*REQUIREMENT:* Could every line of the listing be output exactly, with the pictures skipped?
▬▬▬
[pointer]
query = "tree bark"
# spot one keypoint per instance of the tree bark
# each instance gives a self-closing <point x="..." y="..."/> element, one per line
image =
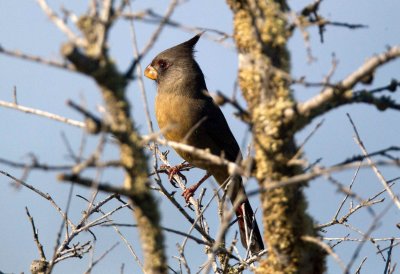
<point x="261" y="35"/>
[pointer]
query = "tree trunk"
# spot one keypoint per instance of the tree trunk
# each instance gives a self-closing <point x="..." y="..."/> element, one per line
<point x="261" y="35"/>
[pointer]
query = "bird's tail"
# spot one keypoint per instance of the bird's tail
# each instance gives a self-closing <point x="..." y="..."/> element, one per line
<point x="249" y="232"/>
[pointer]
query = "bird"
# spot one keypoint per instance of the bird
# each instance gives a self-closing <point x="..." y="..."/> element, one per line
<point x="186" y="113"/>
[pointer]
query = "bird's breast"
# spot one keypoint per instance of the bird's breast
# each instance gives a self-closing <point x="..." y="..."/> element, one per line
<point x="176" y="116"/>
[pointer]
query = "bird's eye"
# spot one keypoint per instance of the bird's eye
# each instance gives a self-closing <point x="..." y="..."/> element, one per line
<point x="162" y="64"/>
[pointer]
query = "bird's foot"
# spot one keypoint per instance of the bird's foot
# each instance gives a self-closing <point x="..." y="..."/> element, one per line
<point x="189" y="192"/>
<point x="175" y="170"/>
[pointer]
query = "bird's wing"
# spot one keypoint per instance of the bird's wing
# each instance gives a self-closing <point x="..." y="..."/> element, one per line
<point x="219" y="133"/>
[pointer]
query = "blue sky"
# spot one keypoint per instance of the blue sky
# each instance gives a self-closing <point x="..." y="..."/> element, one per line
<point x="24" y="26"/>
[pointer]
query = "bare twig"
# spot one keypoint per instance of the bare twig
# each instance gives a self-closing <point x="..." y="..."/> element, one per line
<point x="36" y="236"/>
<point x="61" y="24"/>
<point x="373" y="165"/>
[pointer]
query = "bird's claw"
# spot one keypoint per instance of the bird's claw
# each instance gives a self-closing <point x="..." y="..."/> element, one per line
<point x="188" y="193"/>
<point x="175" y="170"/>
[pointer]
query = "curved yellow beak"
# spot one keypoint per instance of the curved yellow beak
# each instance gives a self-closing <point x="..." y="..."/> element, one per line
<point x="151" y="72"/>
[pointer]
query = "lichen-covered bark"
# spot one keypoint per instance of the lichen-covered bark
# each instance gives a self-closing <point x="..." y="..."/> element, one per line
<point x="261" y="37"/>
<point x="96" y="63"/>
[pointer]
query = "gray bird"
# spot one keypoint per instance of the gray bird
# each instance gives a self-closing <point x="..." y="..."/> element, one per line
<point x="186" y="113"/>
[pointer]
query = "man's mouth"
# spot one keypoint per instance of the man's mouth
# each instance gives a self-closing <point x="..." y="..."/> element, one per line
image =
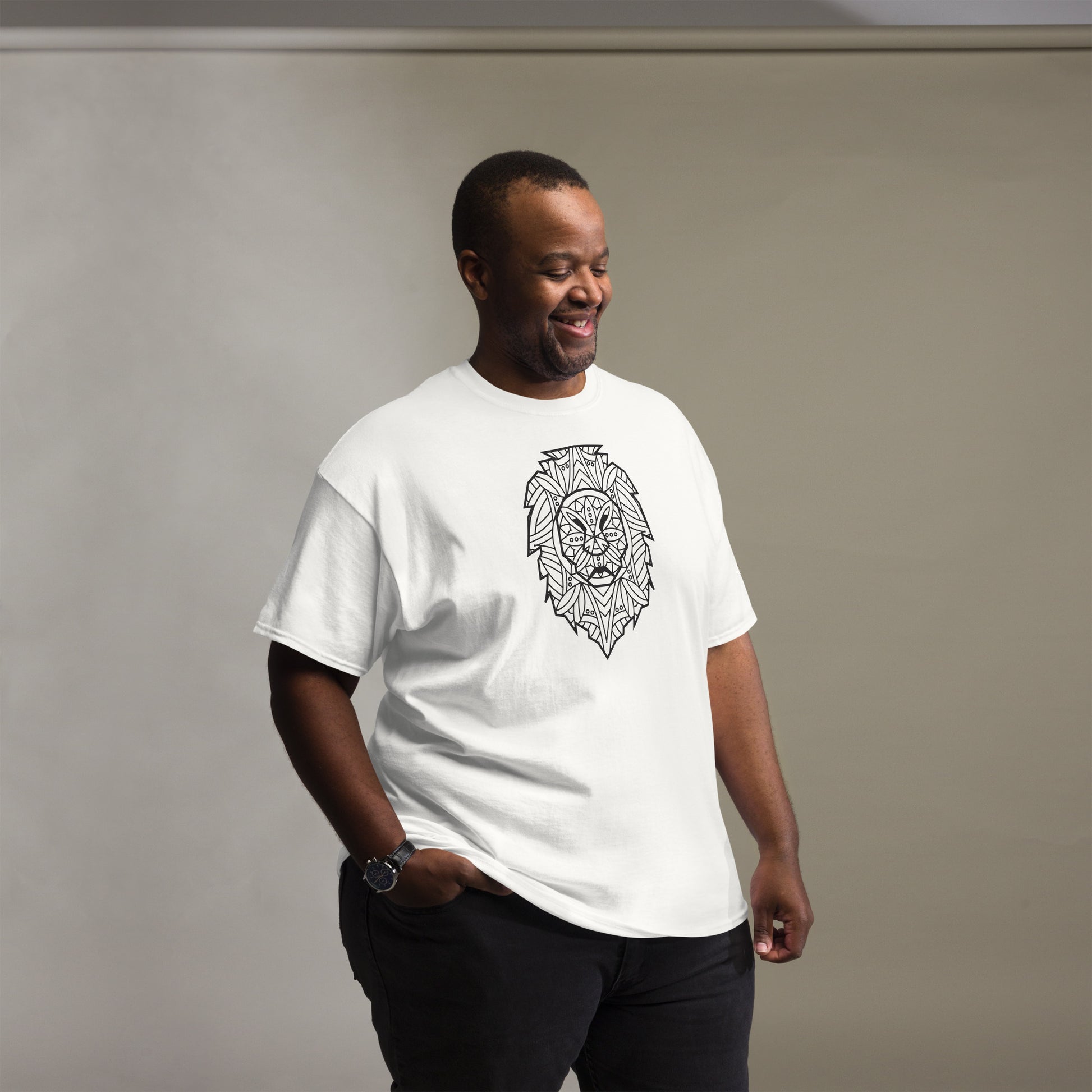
▬▬▬
*RESPONSE TO THIS TASK:*
[pointer]
query = "tree bark"
# spot one keypoint per instance of the tree bark
# each instance gives a self-closing <point x="..." y="..."/> element, one per line
image =
<point x="261" y="35"/>
[pointer]
query = "tree trunk"
# spot one keypoint per instance of the tree trunk
# each instance gives a self-closing <point x="..." y="..."/> element, one per line
<point x="261" y="35"/>
[pointer]
query = "bird's tail"
# spot one keypoint per instance of the bird's tail
# each instance gives a self-closing <point x="..." y="..."/> element, one per line
<point x="249" y="232"/>
[pointer]
query = "bird"
# spot one keypoint per instance of the bird
# each instance gives a self-closing <point x="..." y="..."/> element, one per line
<point x="186" y="113"/>
[pointer]
query = "bird's breast"
# spot one keypoint per instance of the bird's breast
# each instance gives a self-closing <point x="..." y="..."/> element, one per line
<point x="176" y="116"/>
[pointer]
query = "bird's eye"
# spot one keypoint per instance of the bird's eye
# each instance gives a self-closing <point x="..." y="..."/> element, one per line
<point x="162" y="64"/>
[pointer]
query = "bird's foot"
# spot one keypoint per instance of the bird's foot
# each instance gives a self-closing <point x="..." y="..."/> element, one per line
<point x="189" y="192"/>
<point x="175" y="170"/>
[pointer]
query = "bird's wing"
# spot one keypoint per instance of the bird's wing
# each instance gives a self-closing <point x="..." y="..."/> element, one per line
<point x="219" y="133"/>
[pointer]
query = "blue sky"
# spot one keypoint per instance of the blue sky
# each instance gives a self-closing <point x="..." y="..."/> element, one per line
<point x="24" y="26"/>
[pointer]
query = "bare twig"
# spot one keypoint per instance of the bare twig
# each instance gives a self-closing <point x="..." y="..."/> element, one per line
<point x="36" y="236"/>
<point x="61" y="24"/>
<point x="373" y="165"/>
[pointer]
query = "bird's claw"
# spot one keypoint per instance of the bird's claw
# each instance gives a self-closing <point x="..." y="..."/> element, one per line
<point x="188" y="193"/>
<point x="175" y="170"/>
[pointer]
query = "curved yellow beak"
# spot one keypoint per instance of the curved yellow beak
# each instance gives a self-closing <point x="..." y="..."/> element, one per line
<point x="151" y="72"/>
[pointer]
query = "lichen-covered bark"
# spot one keypoint per instance of the lichen-covered bark
# each instance gives a self-closing <point x="..." y="..."/> element, one per line
<point x="261" y="37"/>
<point x="96" y="63"/>
[pointer]
query = "gray bird"
# spot one keypoint per instance of the gray bird
# each instance gives a self-closing <point x="..." y="..."/> element, one per line
<point x="186" y="113"/>
[pointer]
query = "man's mouth"
# spot one keypoint per instance of the man's mouth
# each instance gives a self-closing <point x="..." y="..."/> element, one per line
image =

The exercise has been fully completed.